— START —
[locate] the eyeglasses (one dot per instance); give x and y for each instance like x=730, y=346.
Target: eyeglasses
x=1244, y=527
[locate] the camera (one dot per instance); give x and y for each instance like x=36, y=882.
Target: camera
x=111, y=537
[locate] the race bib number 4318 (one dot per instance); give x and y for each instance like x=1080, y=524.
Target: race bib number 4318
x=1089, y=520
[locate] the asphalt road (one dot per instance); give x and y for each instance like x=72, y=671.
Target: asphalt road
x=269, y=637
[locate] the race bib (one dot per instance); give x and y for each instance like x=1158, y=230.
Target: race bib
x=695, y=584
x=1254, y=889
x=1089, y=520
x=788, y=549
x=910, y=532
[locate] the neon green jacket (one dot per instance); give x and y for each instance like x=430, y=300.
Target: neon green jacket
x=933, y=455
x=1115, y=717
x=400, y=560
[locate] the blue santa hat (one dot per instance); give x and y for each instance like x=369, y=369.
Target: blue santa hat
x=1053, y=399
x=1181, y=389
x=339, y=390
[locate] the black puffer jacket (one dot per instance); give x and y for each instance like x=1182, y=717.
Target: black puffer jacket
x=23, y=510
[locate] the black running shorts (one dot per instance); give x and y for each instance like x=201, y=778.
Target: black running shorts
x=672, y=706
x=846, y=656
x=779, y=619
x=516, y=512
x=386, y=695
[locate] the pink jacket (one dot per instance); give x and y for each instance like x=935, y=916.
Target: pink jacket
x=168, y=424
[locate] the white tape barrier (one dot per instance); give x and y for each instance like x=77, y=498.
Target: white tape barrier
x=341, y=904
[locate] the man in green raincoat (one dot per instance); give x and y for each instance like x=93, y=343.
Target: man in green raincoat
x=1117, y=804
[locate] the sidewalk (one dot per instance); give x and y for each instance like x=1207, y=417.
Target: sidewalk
— END —
WHAT NEEDS TO BE DONE:
Copy all of the data above word for word, leaving nothing out.

SOLUTION FOR THIS EXERCISE:
[locate] the eyeglasses (one dot per instance); give x and y for each instance like x=730, y=346.
Target: eyeglasses
x=1244, y=527
[locate] the camera (one dot per instance); give x and y for each instance like x=36, y=882.
Target: camera
x=111, y=537
[locate] the race bib number 4318 (one dot per instance); give x and y for each instance like x=1080, y=524.
Target: race bib number 4318
x=1089, y=520
[locate] the asphalt road (one dot per instance); give x and y for each instance like x=72, y=671.
Target: asphalt road
x=269, y=637
[locate] the race bib (one dot per instance); give x and y for each instance like x=1158, y=230.
Target: race bib
x=695, y=584
x=1254, y=889
x=1089, y=520
x=788, y=549
x=910, y=532
[locate] the neon green jacket (one dot per instance); give x and y for each instance like x=430, y=300.
Target: neon green jacket
x=933, y=455
x=1115, y=717
x=400, y=560
[locate] the blue santa hat (one dot per instance); give x and y for each instance like x=369, y=369.
Target: blue santa hat
x=1053, y=399
x=1181, y=389
x=339, y=390
[locate] the black puffer jacket (one dot per instance); give x and y for each instance like x=1182, y=717.
Target: black puffer jacket
x=23, y=510
[locate] the black running shorts (one dot per instance); give x and y for each instance like x=201, y=778.
Target: black running shorts
x=672, y=706
x=846, y=656
x=779, y=619
x=516, y=512
x=386, y=695
[locate] the pink jacket (one dot per instance); give x and y for each instance like x=935, y=916.
Target: pink jacket
x=168, y=424
[locate] the white tape barrier (one dot per instance); give x and y for each instance like x=77, y=498.
Target: white tape barrier
x=341, y=904
[locate] the man in green raincoat (one dot per instance); give x and y for each instance like x=93, y=343.
Target: man in green raincoat
x=1117, y=804
[locate] the sidewalk (one dot per instance); give x and y for each instance like x=1207, y=417.
Target: sidewalk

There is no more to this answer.